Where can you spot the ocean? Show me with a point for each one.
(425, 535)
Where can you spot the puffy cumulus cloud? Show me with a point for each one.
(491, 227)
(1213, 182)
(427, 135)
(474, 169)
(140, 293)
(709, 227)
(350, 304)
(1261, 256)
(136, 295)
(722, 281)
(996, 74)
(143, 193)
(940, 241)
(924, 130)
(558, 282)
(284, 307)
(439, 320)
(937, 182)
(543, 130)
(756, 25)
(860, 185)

= = = =

Task objective>
Reproduce every line above, keeping each word exactly as it appears.

Response to this exercise>
Where can you spot the ocean? Show me with a point for each one.
(425, 535)
Where can you spot the puffy cumulus cloud? Show me with a point for each one.
(491, 227)
(1213, 182)
(427, 135)
(474, 169)
(140, 293)
(709, 227)
(350, 304)
(1261, 256)
(136, 295)
(722, 281)
(996, 74)
(143, 193)
(940, 241)
(924, 130)
(558, 282)
(284, 307)
(439, 320)
(937, 182)
(543, 130)
(756, 25)
(860, 185)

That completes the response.